Please find each line in the entries below that contains the word "stroller" and copy those lines.

**RECORD LIST**
---------------
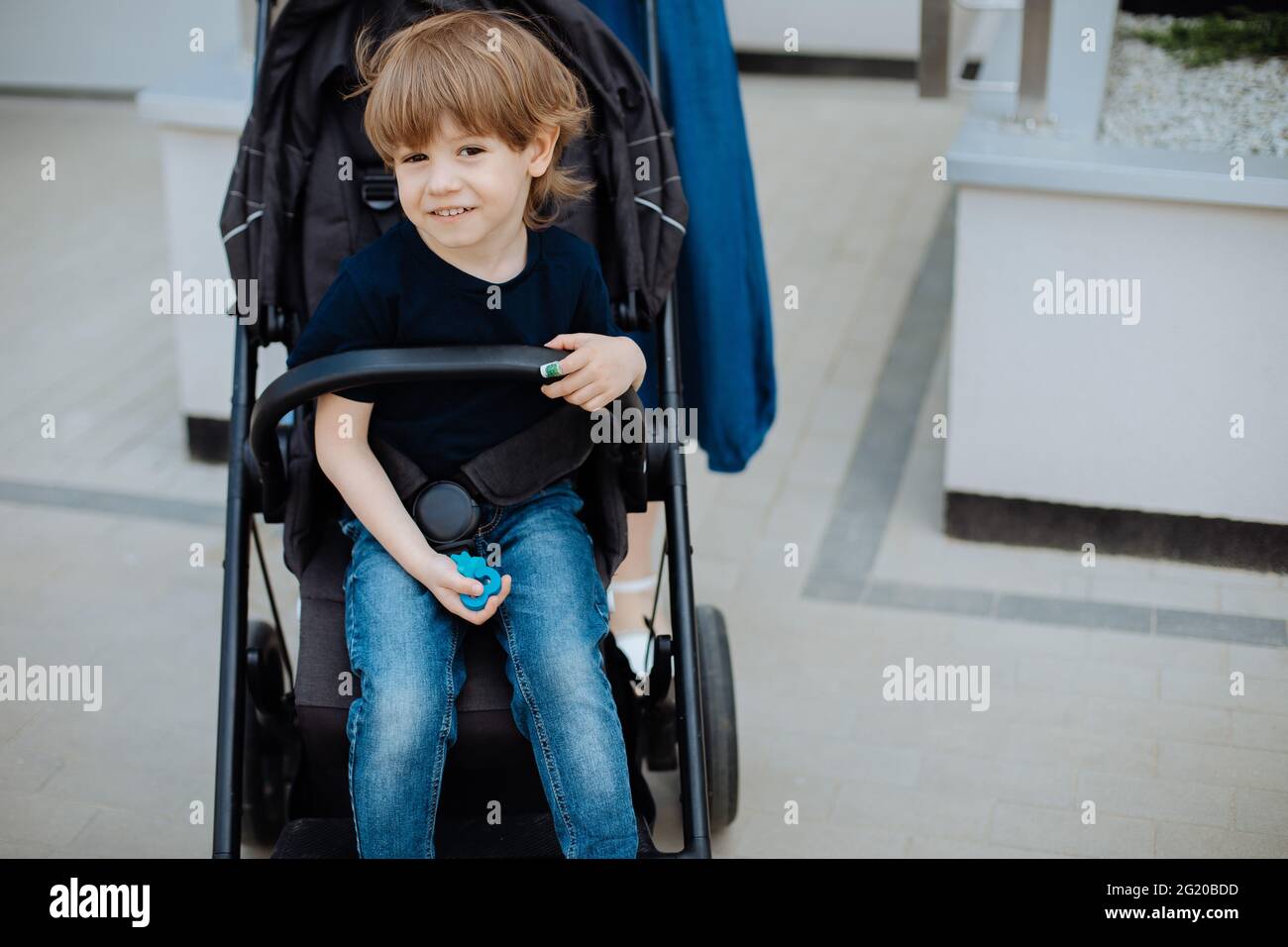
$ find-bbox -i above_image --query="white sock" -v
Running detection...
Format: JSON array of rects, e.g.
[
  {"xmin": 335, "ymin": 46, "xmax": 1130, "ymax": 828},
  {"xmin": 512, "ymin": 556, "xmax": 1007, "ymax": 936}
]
[{"xmin": 613, "ymin": 630, "xmax": 648, "ymax": 674}]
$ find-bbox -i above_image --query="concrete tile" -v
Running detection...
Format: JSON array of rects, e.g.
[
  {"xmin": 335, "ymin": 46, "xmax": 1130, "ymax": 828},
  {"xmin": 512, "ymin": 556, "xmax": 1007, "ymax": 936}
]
[
  {"xmin": 1234, "ymin": 789, "xmax": 1288, "ymax": 836},
  {"xmin": 1160, "ymin": 664, "xmax": 1288, "ymax": 714},
  {"xmin": 1229, "ymin": 710, "xmax": 1288, "ymax": 753},
  {"xmin": 997, "ymin": 594, "xmax": 1150, "ymax": 633},
  {"xmin": 1077, "ymin": 770, "xmax": 1234, "ymax": 828},
  {"xmin": 1219, "ymin": 585, "xmax": 1288, "ymax": 621},
  {"xmin": 1155, "ymin": 608, "xmax": 1288, "ymax": 646},
  {"xmin": 1081, "ymin": 695, "xmax": 1232, "ymax": 745},
  {"xmin": 0, "ymin": 791, "xmax": 99, "ymax": 848},
  {"xmin": 729, "ymin": 808, "xmax": 907, "ymax": 858},
  {"xmin": 917, "ymin": 751, "xmax": 1076, "ymax": 806},
  {"xmin": 58, "ymin": 806, "xmax": 214, "ymax": 858},
  {"xmin": 1015, "ymin": 655, "xmax": 1158, "ymax": 699},
  {"xmin": 1158, "ymin": 740, "xmax": 1288, "ymax": 789},
  {"xmin": 832, "ymin": 781, "xmax": 996, "ymax": 841},
  {"xmin": 1155, "ymin": 822, "xmax": 1288, "ymax": 858},
  {"xmin": 988, "ymin": 801, "xmax": 1154, "ymax": 858},
  {"xmin": 909, "ymin": 836, "xmax": 1073, "ymax": 860}
]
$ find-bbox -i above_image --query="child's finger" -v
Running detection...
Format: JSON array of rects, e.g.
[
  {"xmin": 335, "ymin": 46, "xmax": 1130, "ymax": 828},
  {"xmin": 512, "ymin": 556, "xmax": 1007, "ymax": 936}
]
[
  {"xmin": 541, "ymin": 349, "xmax": 590, "ymax": 377},
  {"xmin": 465, "ymin": 576, "xmax": 510, "ymax": 625},
  {"xmin": 541, "ymin": 371, "xmax": 593, "ymax": 398},
  {"xmin": 447, "ymin": 573, "xmax": 483, "ymax": 595},
  {"xmin": 546, "ymin": 333, "xmax": 591, "ymax": 349}
]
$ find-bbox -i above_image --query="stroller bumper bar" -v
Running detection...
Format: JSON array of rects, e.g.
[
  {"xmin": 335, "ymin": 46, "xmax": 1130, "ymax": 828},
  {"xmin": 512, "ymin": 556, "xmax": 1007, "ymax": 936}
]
[{"xmin": 246, "ymin": 346, "xmax": 567, "ymax": 522}]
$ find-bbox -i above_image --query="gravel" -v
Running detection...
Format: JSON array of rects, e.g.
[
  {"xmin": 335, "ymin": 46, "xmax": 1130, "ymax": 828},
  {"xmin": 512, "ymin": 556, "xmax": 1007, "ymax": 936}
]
[{"xmin": 1100, "ymin": 13, "xmax": 1288, "ymax": 158}]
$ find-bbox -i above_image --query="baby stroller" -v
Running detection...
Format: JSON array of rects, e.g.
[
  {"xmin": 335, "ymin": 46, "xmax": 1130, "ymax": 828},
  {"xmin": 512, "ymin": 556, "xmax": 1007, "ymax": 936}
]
[{"xmin": 213, "ymin": 0, "xmax": 738, "ymax": 858}]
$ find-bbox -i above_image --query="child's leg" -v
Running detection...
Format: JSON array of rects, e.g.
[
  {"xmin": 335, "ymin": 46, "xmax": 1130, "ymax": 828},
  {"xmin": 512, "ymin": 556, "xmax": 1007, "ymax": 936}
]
[
  {"xmin": 343, "ymin": 518, "xmax": 465, "ymax": 858},
  {"xmin": 476, "ymin": 479, "xmax": 639, "ymax": 858}
]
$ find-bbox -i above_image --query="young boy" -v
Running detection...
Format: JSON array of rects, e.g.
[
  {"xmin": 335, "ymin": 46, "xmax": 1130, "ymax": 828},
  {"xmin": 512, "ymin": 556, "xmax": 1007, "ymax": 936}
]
[{"xmin": 287, "ymin": 12, "xmax": 644, "ymax": 858}]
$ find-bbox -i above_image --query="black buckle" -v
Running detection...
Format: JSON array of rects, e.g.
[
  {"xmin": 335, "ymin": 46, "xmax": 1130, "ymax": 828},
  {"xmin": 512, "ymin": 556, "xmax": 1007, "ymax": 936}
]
---------------
**FINAL RESULT**
$ find-bbox -i above_image --query="stroller bumper bar" -v
$ find-bbox -i above_image --query="baby stroller" -v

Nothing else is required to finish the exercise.